## 과제 내용
아래 목록에서 "Object class to annotate: sunlit sky"이 들어 있는 줄부터 "[836, 286, 1024, 342]"가 들어 있는 줄까지, 양 끝 줄을 포함한 모든 줄을 빠짐없이 다시 쓰세요. 이때 답으로 적힌 좌표의 숫자마다 -3을 더하세요.

## 목록

★ ★ ★ ★

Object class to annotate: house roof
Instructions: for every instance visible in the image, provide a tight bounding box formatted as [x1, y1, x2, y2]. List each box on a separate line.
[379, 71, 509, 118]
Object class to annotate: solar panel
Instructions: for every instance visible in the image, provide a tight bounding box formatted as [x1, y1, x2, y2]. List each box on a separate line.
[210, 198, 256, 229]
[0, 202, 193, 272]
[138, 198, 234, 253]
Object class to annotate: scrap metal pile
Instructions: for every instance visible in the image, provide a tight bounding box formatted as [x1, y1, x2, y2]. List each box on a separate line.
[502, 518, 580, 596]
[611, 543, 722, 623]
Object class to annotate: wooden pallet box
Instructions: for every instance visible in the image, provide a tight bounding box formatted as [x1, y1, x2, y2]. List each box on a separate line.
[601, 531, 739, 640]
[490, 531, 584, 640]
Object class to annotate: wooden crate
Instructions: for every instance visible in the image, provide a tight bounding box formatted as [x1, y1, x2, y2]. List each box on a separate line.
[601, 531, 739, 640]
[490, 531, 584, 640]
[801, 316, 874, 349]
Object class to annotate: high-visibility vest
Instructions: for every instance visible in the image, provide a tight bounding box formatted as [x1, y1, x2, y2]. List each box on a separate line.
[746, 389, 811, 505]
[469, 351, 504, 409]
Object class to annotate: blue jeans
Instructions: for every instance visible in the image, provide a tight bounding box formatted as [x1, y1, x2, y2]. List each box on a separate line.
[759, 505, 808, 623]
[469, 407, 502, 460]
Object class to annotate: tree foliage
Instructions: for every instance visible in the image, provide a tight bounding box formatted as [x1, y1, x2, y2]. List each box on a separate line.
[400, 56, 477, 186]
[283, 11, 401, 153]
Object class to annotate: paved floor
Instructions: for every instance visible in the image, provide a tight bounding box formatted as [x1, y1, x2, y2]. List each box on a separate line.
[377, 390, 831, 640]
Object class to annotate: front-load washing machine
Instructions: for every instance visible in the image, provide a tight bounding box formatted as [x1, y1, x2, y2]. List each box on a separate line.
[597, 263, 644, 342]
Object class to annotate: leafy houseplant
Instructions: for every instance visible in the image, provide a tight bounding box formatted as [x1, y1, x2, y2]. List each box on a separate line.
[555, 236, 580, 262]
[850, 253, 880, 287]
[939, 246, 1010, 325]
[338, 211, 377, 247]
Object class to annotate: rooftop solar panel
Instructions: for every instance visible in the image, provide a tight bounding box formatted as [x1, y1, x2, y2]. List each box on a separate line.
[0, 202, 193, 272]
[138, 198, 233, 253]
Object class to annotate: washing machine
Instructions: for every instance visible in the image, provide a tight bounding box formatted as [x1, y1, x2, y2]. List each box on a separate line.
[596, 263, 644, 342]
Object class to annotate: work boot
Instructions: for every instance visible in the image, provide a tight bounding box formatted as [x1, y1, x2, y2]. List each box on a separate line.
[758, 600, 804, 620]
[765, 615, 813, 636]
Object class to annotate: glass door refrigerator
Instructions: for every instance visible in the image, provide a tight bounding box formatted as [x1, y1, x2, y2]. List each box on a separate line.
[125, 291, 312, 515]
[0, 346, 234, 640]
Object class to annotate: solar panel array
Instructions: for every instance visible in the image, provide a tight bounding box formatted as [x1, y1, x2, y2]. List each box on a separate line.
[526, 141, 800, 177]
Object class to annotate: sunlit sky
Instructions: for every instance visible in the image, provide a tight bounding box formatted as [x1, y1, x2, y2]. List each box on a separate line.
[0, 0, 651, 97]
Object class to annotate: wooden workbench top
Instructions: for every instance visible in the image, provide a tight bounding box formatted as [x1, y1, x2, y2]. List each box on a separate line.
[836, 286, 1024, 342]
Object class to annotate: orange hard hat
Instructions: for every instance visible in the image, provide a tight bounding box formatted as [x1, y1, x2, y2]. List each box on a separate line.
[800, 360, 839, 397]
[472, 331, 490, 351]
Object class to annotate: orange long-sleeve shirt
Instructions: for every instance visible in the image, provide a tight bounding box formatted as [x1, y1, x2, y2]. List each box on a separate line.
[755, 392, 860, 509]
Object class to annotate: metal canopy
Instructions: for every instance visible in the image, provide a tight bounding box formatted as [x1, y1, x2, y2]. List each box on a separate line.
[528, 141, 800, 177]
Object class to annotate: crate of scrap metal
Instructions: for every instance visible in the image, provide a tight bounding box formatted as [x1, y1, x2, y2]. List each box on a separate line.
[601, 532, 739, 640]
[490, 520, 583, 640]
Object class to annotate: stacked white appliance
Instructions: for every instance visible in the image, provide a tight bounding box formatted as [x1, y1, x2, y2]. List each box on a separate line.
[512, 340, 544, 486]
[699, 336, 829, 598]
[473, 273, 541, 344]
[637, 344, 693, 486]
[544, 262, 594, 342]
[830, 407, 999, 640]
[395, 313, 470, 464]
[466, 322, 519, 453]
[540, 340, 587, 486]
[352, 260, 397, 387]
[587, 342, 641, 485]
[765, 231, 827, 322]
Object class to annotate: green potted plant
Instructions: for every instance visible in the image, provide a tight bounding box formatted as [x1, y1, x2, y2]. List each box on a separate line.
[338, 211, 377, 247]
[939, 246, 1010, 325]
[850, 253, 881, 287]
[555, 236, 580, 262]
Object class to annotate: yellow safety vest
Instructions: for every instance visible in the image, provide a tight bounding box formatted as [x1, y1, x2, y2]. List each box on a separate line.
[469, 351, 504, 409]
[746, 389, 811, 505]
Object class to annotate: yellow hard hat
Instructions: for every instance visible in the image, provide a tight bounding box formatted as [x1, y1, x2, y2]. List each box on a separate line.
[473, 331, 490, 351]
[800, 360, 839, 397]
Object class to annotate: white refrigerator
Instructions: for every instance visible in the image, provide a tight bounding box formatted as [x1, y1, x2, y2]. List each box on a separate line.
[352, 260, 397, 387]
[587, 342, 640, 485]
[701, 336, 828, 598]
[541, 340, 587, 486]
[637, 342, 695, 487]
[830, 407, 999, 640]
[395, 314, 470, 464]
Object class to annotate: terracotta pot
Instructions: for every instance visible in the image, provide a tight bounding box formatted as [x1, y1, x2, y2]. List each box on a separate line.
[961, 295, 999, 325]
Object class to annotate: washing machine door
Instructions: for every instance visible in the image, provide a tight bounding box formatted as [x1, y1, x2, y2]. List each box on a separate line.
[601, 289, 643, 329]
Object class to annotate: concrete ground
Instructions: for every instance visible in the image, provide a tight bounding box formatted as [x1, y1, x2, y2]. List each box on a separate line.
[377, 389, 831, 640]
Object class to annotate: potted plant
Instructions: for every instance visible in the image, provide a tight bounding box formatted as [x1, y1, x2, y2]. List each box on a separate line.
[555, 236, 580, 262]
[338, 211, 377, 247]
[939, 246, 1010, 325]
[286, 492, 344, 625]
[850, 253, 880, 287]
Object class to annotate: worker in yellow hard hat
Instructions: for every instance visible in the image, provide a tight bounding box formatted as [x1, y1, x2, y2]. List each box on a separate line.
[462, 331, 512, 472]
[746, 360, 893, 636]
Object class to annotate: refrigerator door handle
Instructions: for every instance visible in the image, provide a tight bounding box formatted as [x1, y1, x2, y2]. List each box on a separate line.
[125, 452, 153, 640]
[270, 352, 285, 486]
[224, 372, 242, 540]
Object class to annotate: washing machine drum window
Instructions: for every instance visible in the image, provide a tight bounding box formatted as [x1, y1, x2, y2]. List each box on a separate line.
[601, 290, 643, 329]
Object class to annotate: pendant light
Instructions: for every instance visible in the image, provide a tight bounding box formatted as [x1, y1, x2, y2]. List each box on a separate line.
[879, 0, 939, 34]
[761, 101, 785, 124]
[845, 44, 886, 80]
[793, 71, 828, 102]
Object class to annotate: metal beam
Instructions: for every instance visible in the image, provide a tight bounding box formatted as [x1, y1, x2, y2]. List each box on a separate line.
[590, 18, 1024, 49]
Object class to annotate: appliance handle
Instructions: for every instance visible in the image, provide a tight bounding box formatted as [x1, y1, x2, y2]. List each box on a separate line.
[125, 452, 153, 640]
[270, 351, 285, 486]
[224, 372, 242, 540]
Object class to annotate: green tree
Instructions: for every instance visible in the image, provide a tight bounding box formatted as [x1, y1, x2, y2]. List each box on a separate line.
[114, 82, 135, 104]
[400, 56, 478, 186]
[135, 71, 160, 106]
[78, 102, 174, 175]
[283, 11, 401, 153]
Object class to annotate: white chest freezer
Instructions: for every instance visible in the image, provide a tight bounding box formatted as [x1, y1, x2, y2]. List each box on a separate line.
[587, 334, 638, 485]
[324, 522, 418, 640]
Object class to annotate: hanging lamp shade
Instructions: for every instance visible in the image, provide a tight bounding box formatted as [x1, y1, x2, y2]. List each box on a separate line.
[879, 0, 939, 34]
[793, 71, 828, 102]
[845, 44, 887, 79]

★ ★ ★ ★

## 전체 답변
Object class to annotate: sunlit sky
Instructions: for every instance visible in the image, provide a tight bounding box formatted as [x1, y1, x2, y2]. List each box on a separate line.
[-3, -3, 648, 94]
Object class to annotate: wooden workbench top
Instructions: for every instance visible in the image, provide a tight bounding box formatted as [x1, y1, x2, y2]. List each box on a separate line.
[833, 283, 1021, 339]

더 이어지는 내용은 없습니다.